__INPUT FOR THIS TASK__
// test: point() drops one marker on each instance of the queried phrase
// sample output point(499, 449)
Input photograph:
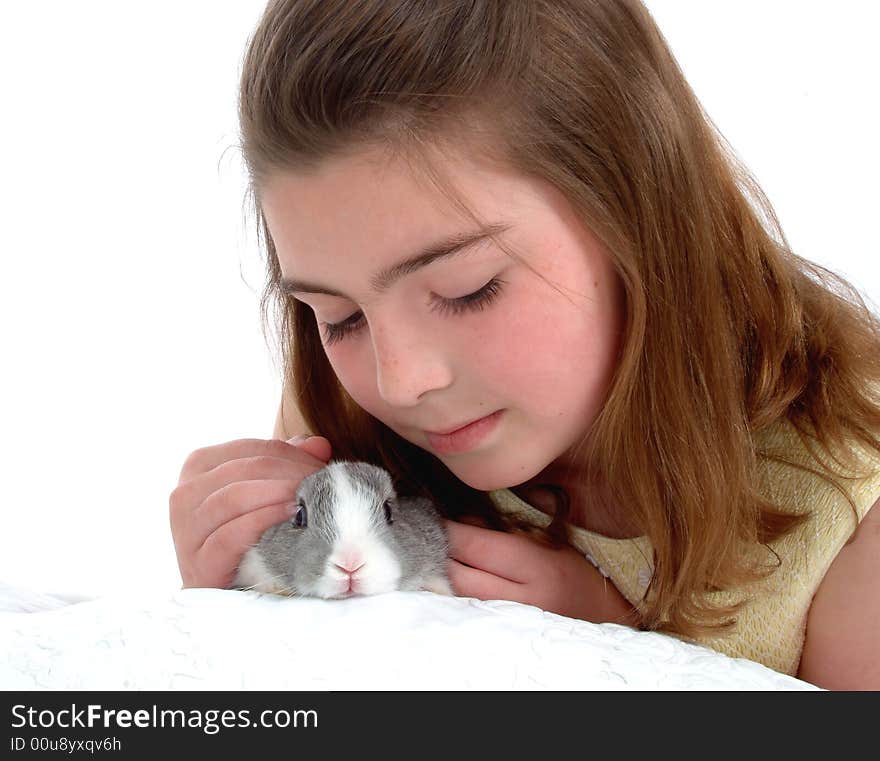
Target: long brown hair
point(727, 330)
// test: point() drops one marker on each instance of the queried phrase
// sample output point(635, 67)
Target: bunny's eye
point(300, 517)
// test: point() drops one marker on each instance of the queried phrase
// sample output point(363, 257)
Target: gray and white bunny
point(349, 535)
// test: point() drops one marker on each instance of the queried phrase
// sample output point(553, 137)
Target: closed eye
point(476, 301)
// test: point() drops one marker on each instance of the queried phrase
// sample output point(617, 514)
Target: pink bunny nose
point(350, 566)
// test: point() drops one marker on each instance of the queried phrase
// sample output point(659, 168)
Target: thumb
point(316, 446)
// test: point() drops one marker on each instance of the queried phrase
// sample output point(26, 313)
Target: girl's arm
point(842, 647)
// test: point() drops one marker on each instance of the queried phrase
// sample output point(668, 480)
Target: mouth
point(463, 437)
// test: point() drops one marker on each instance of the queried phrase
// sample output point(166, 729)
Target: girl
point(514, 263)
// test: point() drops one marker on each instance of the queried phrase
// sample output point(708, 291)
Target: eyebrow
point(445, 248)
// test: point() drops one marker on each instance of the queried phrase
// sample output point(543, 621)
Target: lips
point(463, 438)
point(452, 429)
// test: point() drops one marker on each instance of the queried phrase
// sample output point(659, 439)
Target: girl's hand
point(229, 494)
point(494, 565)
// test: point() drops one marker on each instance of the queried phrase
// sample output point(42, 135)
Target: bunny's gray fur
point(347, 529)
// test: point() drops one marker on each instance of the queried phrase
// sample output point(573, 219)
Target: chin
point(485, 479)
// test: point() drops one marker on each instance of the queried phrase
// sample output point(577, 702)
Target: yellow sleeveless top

* * *

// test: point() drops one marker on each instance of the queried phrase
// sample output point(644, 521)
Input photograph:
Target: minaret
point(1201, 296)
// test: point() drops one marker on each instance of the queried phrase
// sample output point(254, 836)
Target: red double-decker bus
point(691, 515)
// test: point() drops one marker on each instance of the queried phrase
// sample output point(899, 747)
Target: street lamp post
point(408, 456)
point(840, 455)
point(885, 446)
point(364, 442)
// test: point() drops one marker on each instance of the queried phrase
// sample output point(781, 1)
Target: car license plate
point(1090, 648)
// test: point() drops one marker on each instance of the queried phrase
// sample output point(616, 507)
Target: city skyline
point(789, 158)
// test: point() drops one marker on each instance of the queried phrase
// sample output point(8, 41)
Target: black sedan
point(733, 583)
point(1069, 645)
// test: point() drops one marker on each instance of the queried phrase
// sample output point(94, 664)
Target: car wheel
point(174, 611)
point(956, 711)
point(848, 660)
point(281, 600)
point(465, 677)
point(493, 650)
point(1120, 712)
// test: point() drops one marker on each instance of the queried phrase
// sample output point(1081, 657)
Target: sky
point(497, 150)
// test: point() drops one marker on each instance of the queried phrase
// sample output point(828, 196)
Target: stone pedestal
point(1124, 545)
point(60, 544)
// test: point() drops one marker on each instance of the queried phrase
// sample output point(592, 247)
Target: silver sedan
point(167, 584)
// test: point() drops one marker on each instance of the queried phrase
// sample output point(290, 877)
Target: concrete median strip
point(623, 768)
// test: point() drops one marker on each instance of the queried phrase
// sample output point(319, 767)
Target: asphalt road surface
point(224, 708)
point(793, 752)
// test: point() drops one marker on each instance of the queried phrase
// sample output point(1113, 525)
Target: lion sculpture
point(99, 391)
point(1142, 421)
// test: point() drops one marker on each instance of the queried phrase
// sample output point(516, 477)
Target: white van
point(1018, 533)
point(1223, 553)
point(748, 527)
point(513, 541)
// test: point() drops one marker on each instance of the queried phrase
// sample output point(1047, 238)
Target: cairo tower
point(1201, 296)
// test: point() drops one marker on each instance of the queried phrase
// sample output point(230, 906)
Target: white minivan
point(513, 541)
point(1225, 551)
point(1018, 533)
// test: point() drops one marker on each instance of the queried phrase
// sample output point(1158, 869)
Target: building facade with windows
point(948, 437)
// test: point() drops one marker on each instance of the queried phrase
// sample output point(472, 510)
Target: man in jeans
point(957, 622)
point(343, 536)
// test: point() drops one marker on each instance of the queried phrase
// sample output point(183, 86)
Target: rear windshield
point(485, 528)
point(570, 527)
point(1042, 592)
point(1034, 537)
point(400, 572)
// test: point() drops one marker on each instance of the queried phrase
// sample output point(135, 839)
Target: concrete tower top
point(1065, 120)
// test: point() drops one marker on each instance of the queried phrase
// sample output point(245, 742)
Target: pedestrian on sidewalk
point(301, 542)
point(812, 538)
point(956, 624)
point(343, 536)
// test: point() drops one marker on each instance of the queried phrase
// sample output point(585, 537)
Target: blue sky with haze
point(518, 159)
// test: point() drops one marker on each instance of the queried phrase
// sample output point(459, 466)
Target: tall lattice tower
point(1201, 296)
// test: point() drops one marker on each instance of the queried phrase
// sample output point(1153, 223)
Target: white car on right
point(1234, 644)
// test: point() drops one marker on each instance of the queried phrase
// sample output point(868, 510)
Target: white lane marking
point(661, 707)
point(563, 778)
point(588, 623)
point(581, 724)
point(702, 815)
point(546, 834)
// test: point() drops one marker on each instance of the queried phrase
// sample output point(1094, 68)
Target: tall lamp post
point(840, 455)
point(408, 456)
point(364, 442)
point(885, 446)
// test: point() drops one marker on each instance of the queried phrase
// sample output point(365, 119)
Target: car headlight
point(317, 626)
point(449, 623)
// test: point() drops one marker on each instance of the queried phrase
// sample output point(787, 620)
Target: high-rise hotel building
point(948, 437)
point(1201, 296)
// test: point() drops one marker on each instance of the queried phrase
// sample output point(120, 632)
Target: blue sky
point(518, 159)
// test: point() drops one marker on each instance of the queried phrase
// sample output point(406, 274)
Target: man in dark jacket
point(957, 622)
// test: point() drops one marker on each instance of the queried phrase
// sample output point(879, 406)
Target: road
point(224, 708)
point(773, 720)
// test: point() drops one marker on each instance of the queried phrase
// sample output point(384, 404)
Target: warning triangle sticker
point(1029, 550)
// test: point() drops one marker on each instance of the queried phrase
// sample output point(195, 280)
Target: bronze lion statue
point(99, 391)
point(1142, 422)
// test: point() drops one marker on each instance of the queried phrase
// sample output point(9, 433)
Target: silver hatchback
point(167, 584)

__EXERCISE INSTRUCTIONS__
Locate each line in the items above that contains the string "post", with case counting, and copy those lines out.

__WRITTEN RESPONSE__
Target: street lamp post
Target: tall lamp post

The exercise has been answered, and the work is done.